* RECORD LIST *
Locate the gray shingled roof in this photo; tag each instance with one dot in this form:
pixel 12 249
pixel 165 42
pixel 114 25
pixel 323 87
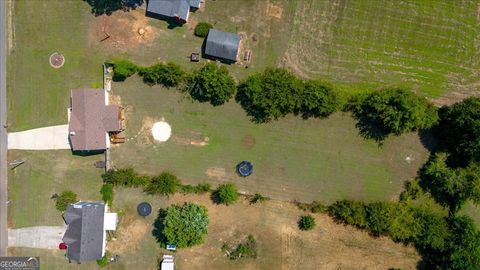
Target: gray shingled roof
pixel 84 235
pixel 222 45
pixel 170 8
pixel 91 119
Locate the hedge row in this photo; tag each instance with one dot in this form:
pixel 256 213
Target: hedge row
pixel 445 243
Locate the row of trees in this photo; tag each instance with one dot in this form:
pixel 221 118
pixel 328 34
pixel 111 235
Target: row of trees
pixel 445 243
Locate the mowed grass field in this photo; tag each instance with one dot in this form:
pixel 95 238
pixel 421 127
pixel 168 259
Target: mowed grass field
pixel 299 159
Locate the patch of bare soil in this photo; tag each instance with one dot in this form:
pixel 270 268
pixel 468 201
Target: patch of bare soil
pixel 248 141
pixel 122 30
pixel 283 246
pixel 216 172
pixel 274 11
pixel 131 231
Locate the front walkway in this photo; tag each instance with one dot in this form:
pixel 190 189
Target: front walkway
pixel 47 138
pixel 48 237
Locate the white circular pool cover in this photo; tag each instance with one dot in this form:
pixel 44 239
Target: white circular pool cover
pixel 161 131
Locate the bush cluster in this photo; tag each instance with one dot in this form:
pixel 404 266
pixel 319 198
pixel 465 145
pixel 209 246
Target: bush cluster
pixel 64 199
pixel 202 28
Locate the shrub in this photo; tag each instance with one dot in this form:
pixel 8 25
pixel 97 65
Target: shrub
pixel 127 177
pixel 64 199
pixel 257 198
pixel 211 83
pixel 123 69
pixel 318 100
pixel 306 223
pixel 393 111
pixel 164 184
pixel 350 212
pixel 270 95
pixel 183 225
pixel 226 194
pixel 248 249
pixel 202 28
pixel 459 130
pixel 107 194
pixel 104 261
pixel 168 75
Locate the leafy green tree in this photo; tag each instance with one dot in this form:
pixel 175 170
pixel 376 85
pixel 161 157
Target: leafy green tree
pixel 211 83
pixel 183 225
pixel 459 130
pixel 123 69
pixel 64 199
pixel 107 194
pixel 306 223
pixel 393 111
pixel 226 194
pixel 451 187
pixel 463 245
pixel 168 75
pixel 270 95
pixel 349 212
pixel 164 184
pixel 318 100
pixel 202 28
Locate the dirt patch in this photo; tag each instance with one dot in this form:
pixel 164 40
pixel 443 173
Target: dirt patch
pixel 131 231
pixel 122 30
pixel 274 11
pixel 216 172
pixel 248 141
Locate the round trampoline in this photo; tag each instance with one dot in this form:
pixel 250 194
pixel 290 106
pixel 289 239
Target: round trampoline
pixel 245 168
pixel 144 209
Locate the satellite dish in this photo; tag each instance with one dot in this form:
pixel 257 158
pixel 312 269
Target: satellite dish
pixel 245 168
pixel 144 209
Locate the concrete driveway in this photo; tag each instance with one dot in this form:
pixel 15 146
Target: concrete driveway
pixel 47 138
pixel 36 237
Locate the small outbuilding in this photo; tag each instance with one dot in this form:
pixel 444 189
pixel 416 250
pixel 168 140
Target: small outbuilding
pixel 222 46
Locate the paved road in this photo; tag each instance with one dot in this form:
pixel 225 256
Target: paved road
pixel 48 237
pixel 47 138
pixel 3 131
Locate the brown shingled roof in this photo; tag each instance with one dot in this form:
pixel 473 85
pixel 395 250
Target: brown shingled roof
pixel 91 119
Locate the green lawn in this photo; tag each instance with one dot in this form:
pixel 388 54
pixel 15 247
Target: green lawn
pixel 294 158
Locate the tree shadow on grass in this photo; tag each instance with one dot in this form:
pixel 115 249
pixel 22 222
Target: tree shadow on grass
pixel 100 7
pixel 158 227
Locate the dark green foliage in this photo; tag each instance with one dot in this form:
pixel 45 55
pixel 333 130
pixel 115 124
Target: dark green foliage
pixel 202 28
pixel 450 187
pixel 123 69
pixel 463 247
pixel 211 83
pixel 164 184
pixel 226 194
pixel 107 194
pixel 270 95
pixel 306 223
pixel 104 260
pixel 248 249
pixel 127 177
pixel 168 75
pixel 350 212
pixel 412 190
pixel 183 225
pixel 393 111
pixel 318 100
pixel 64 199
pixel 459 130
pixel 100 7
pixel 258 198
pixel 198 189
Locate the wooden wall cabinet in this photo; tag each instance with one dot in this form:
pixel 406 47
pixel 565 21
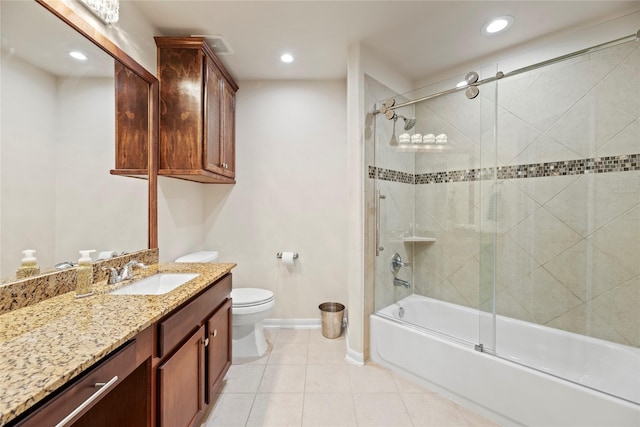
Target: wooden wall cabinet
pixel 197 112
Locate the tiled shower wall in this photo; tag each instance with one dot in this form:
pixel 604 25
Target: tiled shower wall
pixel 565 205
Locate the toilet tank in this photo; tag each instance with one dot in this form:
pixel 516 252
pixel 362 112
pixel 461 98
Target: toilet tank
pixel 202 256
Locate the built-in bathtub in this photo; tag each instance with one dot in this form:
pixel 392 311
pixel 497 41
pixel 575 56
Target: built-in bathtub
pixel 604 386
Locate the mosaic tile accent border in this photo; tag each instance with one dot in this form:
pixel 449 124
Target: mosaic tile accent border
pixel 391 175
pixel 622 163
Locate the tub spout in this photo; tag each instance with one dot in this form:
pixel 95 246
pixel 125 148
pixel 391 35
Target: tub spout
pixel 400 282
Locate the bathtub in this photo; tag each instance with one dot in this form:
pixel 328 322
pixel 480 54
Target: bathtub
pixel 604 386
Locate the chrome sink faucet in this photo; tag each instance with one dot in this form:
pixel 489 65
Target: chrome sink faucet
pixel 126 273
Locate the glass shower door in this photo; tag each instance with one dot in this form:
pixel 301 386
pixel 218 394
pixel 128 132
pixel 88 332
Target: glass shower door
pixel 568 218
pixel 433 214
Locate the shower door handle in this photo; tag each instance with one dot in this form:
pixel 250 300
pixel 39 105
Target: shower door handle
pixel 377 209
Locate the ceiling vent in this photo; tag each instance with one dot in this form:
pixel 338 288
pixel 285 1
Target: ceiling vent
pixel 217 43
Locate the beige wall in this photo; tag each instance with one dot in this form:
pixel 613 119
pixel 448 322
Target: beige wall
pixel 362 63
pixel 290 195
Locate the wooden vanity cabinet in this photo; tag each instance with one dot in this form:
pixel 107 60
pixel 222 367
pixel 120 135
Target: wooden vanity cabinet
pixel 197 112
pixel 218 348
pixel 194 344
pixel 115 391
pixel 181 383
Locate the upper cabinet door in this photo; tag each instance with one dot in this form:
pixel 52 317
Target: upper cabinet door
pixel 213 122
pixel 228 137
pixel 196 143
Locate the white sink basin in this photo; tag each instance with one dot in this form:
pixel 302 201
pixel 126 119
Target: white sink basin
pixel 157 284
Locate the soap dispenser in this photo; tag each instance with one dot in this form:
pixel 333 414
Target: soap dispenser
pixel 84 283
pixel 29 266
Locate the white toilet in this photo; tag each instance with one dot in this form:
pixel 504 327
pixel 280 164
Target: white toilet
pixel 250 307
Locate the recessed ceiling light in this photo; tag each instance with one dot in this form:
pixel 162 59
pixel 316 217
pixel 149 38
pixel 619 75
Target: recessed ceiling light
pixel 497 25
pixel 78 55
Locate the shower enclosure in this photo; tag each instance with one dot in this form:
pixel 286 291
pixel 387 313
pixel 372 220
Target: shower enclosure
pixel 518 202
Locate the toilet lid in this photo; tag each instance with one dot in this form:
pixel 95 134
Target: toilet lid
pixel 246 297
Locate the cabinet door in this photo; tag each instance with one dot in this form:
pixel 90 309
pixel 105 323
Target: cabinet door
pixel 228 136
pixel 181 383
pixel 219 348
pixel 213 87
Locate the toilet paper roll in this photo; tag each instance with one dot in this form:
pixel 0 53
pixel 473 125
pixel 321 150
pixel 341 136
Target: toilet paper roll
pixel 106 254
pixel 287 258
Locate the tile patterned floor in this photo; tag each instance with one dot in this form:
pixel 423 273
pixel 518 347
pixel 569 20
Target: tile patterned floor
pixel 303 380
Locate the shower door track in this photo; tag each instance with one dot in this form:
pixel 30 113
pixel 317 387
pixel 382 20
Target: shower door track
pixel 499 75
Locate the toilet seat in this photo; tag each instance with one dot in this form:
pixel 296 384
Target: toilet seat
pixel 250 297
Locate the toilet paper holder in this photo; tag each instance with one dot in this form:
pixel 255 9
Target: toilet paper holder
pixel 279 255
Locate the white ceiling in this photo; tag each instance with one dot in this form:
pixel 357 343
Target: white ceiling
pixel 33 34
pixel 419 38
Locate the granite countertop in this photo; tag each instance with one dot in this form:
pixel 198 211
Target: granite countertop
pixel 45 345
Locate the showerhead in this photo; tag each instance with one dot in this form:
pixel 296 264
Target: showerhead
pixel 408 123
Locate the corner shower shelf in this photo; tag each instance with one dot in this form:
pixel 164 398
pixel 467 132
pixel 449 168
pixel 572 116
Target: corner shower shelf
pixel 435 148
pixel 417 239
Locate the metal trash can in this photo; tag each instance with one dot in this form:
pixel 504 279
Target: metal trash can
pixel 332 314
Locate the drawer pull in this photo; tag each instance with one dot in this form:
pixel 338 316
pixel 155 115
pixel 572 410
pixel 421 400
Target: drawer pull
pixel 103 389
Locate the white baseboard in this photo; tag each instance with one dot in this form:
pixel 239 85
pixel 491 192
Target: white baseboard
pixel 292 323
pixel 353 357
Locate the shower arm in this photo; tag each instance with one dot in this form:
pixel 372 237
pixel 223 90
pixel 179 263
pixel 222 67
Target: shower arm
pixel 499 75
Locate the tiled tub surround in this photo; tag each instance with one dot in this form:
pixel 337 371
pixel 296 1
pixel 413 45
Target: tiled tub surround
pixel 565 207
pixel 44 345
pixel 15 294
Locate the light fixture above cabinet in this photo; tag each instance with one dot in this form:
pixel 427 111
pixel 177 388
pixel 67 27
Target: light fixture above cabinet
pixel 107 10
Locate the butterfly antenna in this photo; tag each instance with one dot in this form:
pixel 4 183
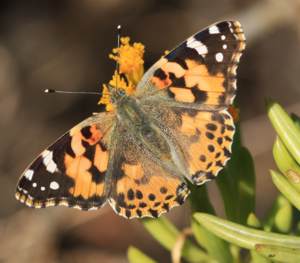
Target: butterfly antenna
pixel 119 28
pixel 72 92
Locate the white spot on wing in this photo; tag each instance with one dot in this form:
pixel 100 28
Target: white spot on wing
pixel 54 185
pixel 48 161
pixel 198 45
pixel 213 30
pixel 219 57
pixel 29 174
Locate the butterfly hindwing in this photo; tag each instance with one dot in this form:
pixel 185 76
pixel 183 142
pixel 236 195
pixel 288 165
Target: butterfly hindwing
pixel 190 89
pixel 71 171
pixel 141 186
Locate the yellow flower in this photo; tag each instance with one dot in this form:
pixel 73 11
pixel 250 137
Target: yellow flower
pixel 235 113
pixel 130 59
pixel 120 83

* PROMPT *
Arrange the lines starting at the one that contains "Locate the mowed" and ending at the one that contains "pixel 161 131" as a Markdown table with the columns Row and Line, numbering each row and leaving out blank lines.

* RESPONSE TO THE EXERCISE *
| Row | Line |
|---|---|
| 1 | Locate the mowed grass field in this photo; tag each instance with one dot in this form: |
| 2 | pixel 95 238 |
| 3 | pixel 421 127 |
| 4 | pixel 168 259 |
| 5 | Target: mowed grass field |
| 6 | pixel 299 159 |
| 7 | Locate the patch of bare soil in this photo; tag each instance with one dot in this form: |
| 8 | pixel 270 268 |
| 9 | pixel 468 201 |
| 10 | Target: patch of bare soil |
| 11 | pixel 248 141 |
| 12 | pixel 122 30 |
| 13 | pixel 283 246 |
| 14 | pixel 216 172 |
| 15 | pixel 274 11 |
| 16 | pixel 131 231 |
| 17 | Locate the front walkway in this photo; tag each instance with one dot in this form: |
| 18 | pixel 190 189 |
| 19 | Target: front walkway |
| 20 | pixel 47 138 |
| 21 | pixel 48 237 |
| 22 | Locate the white circular pool cover in this photo; tag each instance with one dot in this form: |
| 23 | pixel 44 239 |
| 24 | Target: white circular pool cover |
| 25 | pixel 161 131 |